=== Texte source ===

********************

Qatar le 18 mars 2015

Le point mensuel sur les grands sujets à propos du Qatar. Economie, Politique, Affaires étrangères sont au menu de ce post. Le Qatar à la recherche permanente d’alliés dans un Moyen Orient en fusion.

 

Le rendez-vous du mois de mars 2015

L’objet de ce rendez-vous mensuel est de prendre du recul sur nos messages journaliers. Depuis le début de 2015 de nombreux évènements se succèdent, l’objectif est d’essayer de les lier entre eux pour percevoir une image du Qatar la plus près possible du réel.

Un certain nombre de medias relèvent la forte croissance annoncée pour les prochaines années au Qatar. Cette croissance qatarienne repose en grande partie sur les travaux d’infrastructures et Coupe du monde de football 2022. En tout cas, malgré cette croissance élevée, dépassant les 7 %, elle ne comblera pas les dépenses envisagées par l’Etat du Qatar. Depuis 1999 c’est la première année où le budget du Qatar sera en léger déficit, environ 2,2 %. Considérant les réserves actuelles du Qatar ceci ne devrait pas porter préjudice, comme l’indiquait le premier ministre, les travaux en cours se feront, nous rajoutons, mais des travaux risquent d’être reportés d’une année sur l’autre.

Il faudra toute la vigilance de l’émir et du premier ministre du Qatar pour que les dérapages ne soient pas comme par le passé hors contrôle. En effet, même si le budget de l’état du Qatar avait intégré un baril de pétrole aux alentours de 60 $, la chute importante des prix a un impact sur le prix du gaz, élément essentiel des revenus qatariens, celui-ci étant calculé principalement à partir d’un pourcentage du Brent. Une autre information qui nous est parvenue ces dernières heures fera l’objet d’une étude approfondie lors de prochains rendez-vous, c’est le fait que l’Iran qui partage un énorme gisement de gaz avec le Qatar, va développer l’extraction de celui-ci d’une manière plus importante, avec une double conséquence sur l’épuisement des stocks et une influence sur les prix en inondant le marché.

********************

=== Tâches ===
**1)** Énumérez les thèmes que l'introduction de l'article sur le Qatar annonce comme étant « au menu ».
**2)** Reprenez l'article sur le Qatar à la suite de sa dernière phrase, dans le même registre.

=== Données ===
********************

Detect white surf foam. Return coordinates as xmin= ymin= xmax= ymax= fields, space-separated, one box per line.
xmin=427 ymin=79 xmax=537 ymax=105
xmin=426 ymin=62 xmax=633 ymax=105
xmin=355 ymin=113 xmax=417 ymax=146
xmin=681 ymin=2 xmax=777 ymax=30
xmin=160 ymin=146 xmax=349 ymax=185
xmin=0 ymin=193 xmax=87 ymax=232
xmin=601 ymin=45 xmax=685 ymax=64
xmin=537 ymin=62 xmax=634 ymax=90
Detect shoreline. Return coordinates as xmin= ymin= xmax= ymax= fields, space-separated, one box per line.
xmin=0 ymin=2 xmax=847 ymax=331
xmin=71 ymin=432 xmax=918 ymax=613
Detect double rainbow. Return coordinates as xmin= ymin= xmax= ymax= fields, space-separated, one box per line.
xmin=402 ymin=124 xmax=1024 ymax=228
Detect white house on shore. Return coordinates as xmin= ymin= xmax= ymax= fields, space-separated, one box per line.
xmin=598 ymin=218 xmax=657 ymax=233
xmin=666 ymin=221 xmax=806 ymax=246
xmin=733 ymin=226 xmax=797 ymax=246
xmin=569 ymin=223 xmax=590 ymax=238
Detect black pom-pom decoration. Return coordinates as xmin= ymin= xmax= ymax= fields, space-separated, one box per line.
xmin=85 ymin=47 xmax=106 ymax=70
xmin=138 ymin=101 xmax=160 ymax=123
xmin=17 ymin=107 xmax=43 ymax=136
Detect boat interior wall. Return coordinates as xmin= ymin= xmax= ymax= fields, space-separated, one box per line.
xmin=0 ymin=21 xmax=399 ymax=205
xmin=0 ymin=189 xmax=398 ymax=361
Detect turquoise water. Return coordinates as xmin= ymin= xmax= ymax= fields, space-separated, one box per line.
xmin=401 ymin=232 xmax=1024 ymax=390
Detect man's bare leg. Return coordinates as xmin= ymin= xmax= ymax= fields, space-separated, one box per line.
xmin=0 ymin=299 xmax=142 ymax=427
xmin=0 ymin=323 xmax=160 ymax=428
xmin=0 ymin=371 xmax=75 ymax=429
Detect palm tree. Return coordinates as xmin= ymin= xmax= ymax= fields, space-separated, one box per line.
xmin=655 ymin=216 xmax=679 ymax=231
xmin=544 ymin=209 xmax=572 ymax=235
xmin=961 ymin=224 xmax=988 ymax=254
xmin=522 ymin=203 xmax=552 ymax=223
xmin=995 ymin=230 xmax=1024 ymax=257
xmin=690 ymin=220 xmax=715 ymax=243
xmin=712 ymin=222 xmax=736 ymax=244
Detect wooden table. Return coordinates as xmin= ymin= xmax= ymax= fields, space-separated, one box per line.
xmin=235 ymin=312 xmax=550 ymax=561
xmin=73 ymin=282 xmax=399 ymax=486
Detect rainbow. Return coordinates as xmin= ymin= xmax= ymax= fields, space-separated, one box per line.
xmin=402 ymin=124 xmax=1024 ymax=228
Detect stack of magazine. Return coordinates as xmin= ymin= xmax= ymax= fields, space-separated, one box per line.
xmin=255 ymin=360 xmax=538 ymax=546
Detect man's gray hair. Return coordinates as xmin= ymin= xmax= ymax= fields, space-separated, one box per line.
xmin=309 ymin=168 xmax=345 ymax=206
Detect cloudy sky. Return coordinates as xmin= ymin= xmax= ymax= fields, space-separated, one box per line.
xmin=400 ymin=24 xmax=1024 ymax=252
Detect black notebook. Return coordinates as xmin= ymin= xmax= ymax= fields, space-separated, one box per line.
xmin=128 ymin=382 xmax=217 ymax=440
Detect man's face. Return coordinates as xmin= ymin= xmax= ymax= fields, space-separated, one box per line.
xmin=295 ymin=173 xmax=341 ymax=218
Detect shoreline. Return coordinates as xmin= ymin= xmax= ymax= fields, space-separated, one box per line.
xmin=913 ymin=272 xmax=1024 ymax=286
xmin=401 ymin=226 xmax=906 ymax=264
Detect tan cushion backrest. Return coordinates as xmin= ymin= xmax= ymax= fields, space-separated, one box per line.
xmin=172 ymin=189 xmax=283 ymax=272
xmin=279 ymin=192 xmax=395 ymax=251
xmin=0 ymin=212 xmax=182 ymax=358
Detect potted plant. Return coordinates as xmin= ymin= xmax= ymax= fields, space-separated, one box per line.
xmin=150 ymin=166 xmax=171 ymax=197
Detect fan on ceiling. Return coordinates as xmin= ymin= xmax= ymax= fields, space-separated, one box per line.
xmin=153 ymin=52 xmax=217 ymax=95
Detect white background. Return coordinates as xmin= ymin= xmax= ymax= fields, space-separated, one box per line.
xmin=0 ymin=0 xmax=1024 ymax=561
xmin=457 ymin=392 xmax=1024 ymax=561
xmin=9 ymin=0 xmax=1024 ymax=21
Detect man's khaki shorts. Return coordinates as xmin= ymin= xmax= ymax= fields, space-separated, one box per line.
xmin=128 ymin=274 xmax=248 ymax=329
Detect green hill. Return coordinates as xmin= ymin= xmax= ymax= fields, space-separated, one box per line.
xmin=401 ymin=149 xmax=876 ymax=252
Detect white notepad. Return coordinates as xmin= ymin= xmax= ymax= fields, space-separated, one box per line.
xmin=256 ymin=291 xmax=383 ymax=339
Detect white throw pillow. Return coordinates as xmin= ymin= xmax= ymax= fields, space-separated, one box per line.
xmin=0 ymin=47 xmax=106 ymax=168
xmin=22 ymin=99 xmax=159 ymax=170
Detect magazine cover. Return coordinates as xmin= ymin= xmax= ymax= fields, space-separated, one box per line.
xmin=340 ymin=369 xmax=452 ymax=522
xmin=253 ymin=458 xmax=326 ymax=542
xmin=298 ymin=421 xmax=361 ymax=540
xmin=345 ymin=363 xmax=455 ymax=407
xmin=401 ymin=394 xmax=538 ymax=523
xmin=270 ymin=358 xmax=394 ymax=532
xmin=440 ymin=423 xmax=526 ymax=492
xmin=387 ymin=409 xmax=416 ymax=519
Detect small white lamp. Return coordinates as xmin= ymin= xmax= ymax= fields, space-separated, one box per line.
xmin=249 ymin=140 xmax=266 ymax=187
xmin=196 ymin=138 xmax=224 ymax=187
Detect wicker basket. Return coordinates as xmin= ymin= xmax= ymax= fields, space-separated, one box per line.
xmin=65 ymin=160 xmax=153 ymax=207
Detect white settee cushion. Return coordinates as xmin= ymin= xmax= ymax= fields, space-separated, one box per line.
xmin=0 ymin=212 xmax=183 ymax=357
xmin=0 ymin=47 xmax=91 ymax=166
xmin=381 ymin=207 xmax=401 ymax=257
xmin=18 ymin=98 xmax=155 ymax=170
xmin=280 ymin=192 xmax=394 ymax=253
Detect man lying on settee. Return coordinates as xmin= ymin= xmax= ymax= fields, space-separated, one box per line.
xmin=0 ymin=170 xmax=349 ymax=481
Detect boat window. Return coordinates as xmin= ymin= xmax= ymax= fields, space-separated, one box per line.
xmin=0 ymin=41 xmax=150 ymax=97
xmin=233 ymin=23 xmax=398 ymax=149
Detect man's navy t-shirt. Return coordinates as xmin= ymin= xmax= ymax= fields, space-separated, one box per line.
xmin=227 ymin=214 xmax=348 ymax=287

********************

=== Réponses par tâche ===
**1)**
Economie
Politique
Affaires étrangères

**2)**
Tamim et Obama

En matière politique, on peut noter les nombreux voyages à l’étranger de l’émir Tamim aussi bien en Asie qu’aux USA. C’est ce déplacement qui a été particulièrement préparé tant dans les médias que par son contenu politique. Afin de cadrer la rencontre avec Obama, l’émir du Qatar Tamim al-Thani a préféré s’exprimer par un message dans les colonnes du New York Times. Moins à l’aise qu’Obama dans les conférences de presses, le staff autour de l’émir a pris la précaution d’écrire l’essentiel du propos que l’émir a délivré à Obama. Un point particulier a attiré notre attention. C’est la vision de l’émir du Qatar concernant les causes profondes du terrorisme qui sévit au Moyen Orient et dans le monde. Pour l’émir Thamim al Thani, les balles et les bombes seules ne suffiront pas à gagner la guerre contre le terrorisme. Il faut s’attaquer aux causes profondes qui le génèrent, en mettant en place un plan à long terme dans une approche stratégique. Pour l’émir al Thani le terreau de ce terrorisme est le désespoir et non l’islam. Un désespoir qui règne dans la déstabilisation du Moyen Orient mais aussi dans les quartiers pauvres des grandes villes d’Europe, et même aux États-Unis.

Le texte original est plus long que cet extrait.